### [Exercise]
The entries must be repeated verbatim, and their images left out.
== Dataset records ==
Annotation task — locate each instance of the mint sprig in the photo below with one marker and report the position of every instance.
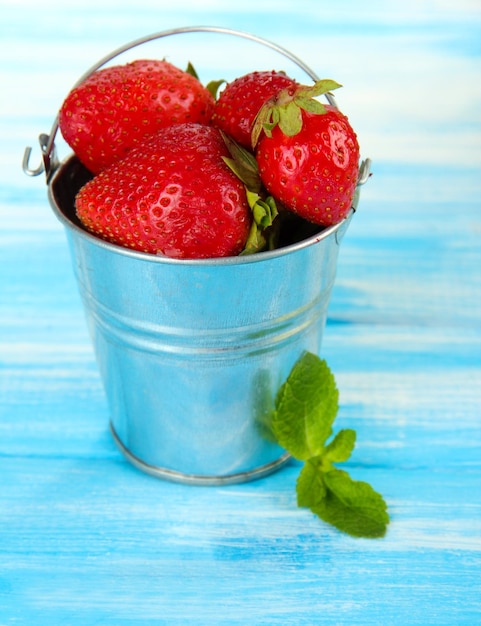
(305, 409)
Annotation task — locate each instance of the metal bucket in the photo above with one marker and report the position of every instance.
(192, 352)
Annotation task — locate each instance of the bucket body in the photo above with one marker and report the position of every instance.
(192, 353)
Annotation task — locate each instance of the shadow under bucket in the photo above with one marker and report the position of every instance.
(192, 353)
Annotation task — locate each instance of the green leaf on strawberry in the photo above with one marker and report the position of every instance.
(284, 109)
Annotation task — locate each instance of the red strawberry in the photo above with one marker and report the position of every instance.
(240, 101)
(308, 156)
(172, 196)
(116, 107)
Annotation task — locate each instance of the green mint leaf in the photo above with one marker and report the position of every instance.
(310, 487)
(306, 407)
(353, 507)
(341, 447)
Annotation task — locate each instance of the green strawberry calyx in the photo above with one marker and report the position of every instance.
(284, 109)
(263, 207)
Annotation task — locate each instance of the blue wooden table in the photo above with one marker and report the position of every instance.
(87, 539)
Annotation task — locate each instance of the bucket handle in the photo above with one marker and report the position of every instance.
(50, 163)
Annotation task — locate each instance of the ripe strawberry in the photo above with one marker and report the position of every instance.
(240, 101)
(308, 156)
(171, 196)
(116, 107)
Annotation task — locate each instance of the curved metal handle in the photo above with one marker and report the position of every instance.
(47, 142)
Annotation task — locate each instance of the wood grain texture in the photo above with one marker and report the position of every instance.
(86, 539)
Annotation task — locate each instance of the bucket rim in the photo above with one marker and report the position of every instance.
(337, 230)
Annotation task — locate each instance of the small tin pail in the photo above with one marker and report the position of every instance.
(192, 352)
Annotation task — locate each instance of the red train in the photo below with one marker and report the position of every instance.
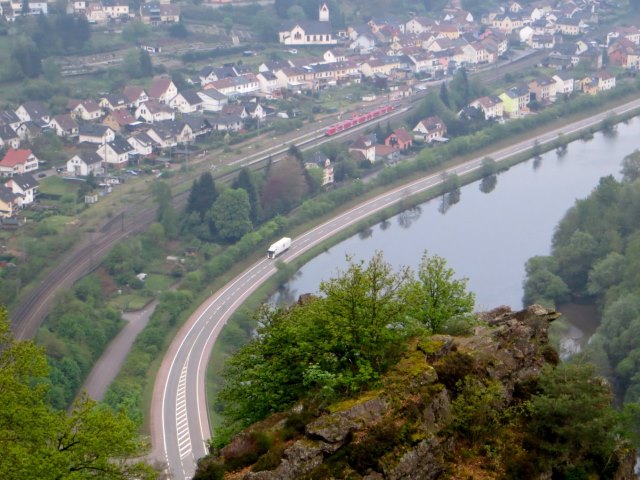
(357, 119)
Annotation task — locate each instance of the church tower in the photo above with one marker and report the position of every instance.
(323, 13)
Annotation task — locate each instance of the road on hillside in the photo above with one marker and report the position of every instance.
(27, 317)
(179, 416)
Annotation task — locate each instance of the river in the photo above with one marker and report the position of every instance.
(485, 237)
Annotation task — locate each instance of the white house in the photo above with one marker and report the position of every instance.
(18, 161)
(187, 102)
(116, 153)
(25, 186)
(153, 111)
(212, 100)
(85, 163)
(142, 143)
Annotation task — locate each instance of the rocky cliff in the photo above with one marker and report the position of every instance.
(444, 411)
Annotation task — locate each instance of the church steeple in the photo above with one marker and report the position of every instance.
(323, 12)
===
### [Task output]
Annotation task — locate each instance of the mint sprig in the photo below with one marker and report the position of every instance.
(305, 409)
Annotation task — locate each instance of the metal bucket in the photo above with one marker and report the position of every instance.
(192, 352)
Annotation task — locate each instance of the bucket body in the photo above with one marker and report the position of every instance.
(192, 353)
Annotation task — locate each instance of the shadow under bucket in the photo above with one marker and report the position of every instance.
(192, 353)
Annotation task — locate each instance of the green leaf on strawberry in the photo above with one marker and report the position of every instance.
(284, 109)
Annotation task — locate each instance of the red strawberry in the photo above with one marker and report the position of every instance.
(240, 101)
(308, 156)
(172, 196)
(116, 107)
Annotation task — locate each instance of the green mint leaf in the photo above with one marker and report the position of every instance.
(310, 487)
(306, 407)
(353, 507)
(341, 447)
Annotation task — locate each instance of the green strawberry calyx in the photo above with one marker and report the position of every instance.
(284, 109)
(263, 207)
Annotation task — locate each instance of the blue wooden table in the photo above with one marker and report the position of every instance.
(87, 539)
Annotation task — locate each instance of the bucket handle in the photo above with one marker and report the position of every instance.
(50, 163)
Annotation task — locate each instance of the ripe strawberry in the photo above with one marker and report the position of every instance.
(240, 101)
(308, 156)
(171, 196)
(116, 107)
Annotation task — locate each instance of the curved metal handle in the photo above with one marker and report the position of every instance.
(47, 142)
Annotation task — locate each instance of the wood grain texture in the photo above with one marker and report the position of every instance.
(86, 539)
Annotation task — locate each instance of the bucket rim in the photo above with one marker and report the position of every instance.
(337, 230)
Annotation task — locate each instance of the small tin pail in the photo above with one marker and report the position of every instance.
(192, 352)
Annotation task — locate each instance of the red train in the photo below with one marker and report the position of every instance.
(357, 119)
Annotation task — locate each instance of the church tower in the photo above with one marker and report the position of every instance.
(323, 13)
Annotation task — locate each instance of the road on hillside in the photo above with one marker and report the position of every instance.
(27, 317)
(179, 416)
Annotation task — locate each instance of the river in the photo above with one marker and report the position of every instance.
(485, 237)
Annotation task — locate each instance of the white house in the photo above with one marker and report the position of every instance.
(18, 161)
(187, 102)
(116, 153)
(25, 186)
(153, 111)
(212, 100)
(85, 163)
(142, 143)
Annotation task — locate each instance of the rocky cliff in the photo above with one marker and report the position of every instance.
(444, 411)
Annotation task — locate each instance of the church steeple in the photo above with one marker and report the position of every instance.
(323, 12)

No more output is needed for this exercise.